Request A:
Rewrite the part of the listing below that starts with the line containing "of the treatment" and runs to the end of the listing, swapping "Crop-scouting annotation" for "Aerial labeling note" and leaving everything else the same.

Document excerpt:

Roman Ceramic Oil Lamp with Boxers

$1,074.15

A ceramic Roman oil lamp featuring a voluted angular tipped nozzle and decorated discus.  The large discuss depicts two nude boxers fighting, known as ‘pugilists’, with the boxer on the left-hand side aiming a punch at the boxer on the right, who appears to block it with his right arm. The scene is framed by three concentric circles to the shoulders. The small filling hole can be found between the boxers in the centre of the discus. The reverse features a raised base formed from two concentric circles. This lamp can be classifies as Loeschcke type I B group, Bailey A group iii, which is characterised by a V-shaped channel between the discus and nozzle, closely set concentric circles around the rim, and a splayed nozzle. This lamp can be dated to the late 1st century BC, from the reign of Augustus to the early 1st century AD, and the reign of Tiberius.

Date: Circa late 1st Century BC – early 1st Century AD
Provenance: Ex German collection, German Art Market.
Condition: Fine condition, some earthly encrustation to the surface. Only some of the dark brown slip remains.

Request B:
Write what comes next in the sale description of the Roman oil lamp with boxers, picking up after its last line.

Given records:

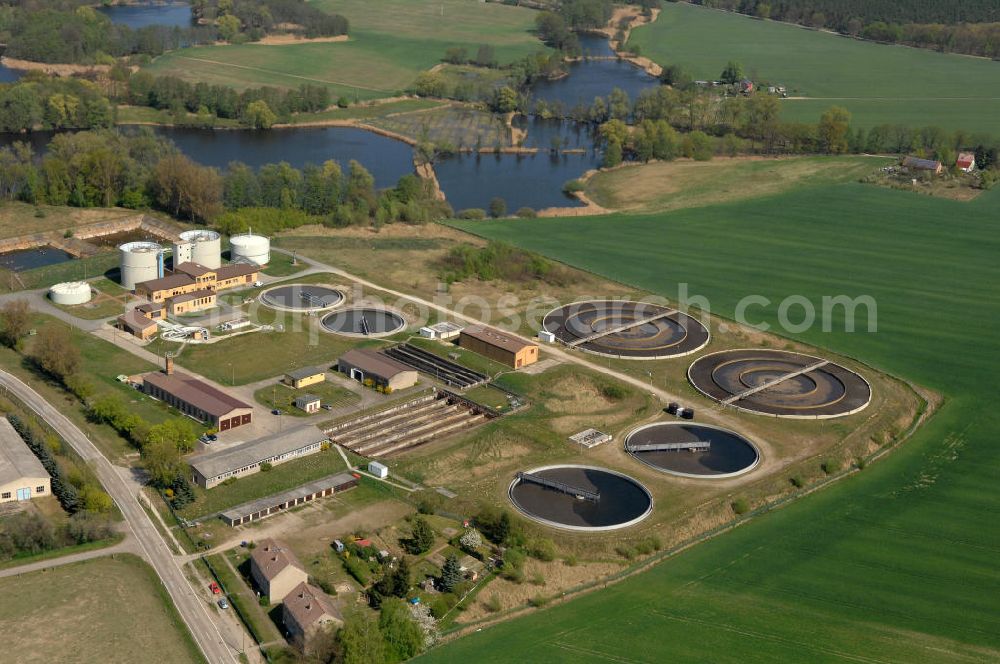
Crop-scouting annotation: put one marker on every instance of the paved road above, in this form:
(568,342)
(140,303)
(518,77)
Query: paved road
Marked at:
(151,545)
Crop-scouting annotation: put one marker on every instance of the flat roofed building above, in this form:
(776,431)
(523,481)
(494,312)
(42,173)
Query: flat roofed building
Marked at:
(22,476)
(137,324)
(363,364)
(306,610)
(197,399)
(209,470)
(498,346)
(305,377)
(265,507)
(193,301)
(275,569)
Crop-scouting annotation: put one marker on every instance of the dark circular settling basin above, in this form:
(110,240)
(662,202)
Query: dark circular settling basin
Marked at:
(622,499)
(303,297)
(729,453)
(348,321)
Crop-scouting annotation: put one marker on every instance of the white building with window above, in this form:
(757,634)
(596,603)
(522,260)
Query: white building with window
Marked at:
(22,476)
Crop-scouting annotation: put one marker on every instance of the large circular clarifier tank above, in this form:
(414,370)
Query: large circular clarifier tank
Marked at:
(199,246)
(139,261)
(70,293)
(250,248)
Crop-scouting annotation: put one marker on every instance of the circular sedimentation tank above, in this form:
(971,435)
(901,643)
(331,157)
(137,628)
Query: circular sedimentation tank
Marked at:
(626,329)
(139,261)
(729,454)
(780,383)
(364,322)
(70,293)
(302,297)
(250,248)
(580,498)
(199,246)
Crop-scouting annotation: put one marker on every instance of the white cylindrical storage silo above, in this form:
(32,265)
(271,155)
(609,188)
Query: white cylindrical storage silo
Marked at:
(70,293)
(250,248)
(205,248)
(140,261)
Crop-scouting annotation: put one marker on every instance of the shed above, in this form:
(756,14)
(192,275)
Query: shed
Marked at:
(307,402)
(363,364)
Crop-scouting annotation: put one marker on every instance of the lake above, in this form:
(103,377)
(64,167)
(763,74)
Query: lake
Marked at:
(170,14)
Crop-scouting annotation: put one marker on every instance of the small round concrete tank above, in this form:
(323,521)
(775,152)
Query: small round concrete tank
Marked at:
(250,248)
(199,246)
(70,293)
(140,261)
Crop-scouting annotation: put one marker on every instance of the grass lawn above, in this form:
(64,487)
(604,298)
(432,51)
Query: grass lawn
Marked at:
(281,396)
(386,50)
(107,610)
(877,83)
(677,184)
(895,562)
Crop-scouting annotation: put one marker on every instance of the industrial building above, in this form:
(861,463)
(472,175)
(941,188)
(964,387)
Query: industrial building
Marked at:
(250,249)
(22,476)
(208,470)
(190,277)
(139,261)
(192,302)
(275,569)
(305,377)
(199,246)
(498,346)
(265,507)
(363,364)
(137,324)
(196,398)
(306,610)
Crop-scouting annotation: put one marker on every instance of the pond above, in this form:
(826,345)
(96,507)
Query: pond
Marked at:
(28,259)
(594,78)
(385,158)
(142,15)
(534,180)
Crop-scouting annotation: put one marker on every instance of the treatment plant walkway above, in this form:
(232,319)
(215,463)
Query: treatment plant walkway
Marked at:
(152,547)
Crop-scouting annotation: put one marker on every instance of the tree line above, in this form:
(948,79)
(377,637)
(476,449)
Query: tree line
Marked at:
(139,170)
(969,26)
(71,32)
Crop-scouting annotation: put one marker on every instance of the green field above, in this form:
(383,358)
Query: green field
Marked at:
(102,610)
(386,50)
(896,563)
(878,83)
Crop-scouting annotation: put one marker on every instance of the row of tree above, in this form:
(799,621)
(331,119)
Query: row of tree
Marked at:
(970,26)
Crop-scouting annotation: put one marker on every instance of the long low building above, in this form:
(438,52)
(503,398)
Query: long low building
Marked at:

Final answer A:
Aerial labeling note: put one marker on every instance of the treatment plant walkway above, in this form:
(232,319)
(215,463)
Query: treatment plant walkway
Marked at:
(152,547)
Aerial labeling note: put one marker on every instance of the tree line above, in this form:
(948,79)
(377,637)
(476,449)
Query: tree line
Marked at:
(139,170)
(969,26)
(71,32)
Aerial labeling note: put one marker on every instance of the green field above, in this form:
(383,358)
Query: green field
Marked at:
(102,610)
(386,50)
(896,563)
(878,83)
Aerial labeling note: put one marker on every instance of the row of tree above, in this form:
(799,621)
(331,119)
Query: row of tree
Marked at:
(970,26)
Aerial labeling note: put one marker on every instance of the long low building above, in this form:
(438,52)
(503,398)
Query: long low building
Marked at:

Final answer B:
SOLD

The Roman oil lamp, a product almost unparalleled in its distribution throughout the empire, developed towards the end of the Hellenistic period and was to keep its general shape longer than any other item of pottery throughout the Mediterranean. The vast trade networks set up with the expansion of the Roman empire allowed for this item to be spread across Europe, Eastern Asia and Northern Africa. Oil lamps were used by the Romans for mainly three reasons; to light private and public spaces, to give as offerings in temples and to the gods and to be placed within a grave or funerary context. As well as linear, geometric and circular designs, favourite subjects for decoration of oil lamps included gods and mythological scenes, scenes from everyday life, gladiatorial depictions, drawings relating to entertainment and theatre, and various animals, fish and birds.

The reference example given here shows an identical parallel in the Getty Museum, which has been dated similarly and was made in Anatolia. Boxers were mostly depicted in the nude, as opposed to gladiators, and are identifiable by the heavy gloves they wore.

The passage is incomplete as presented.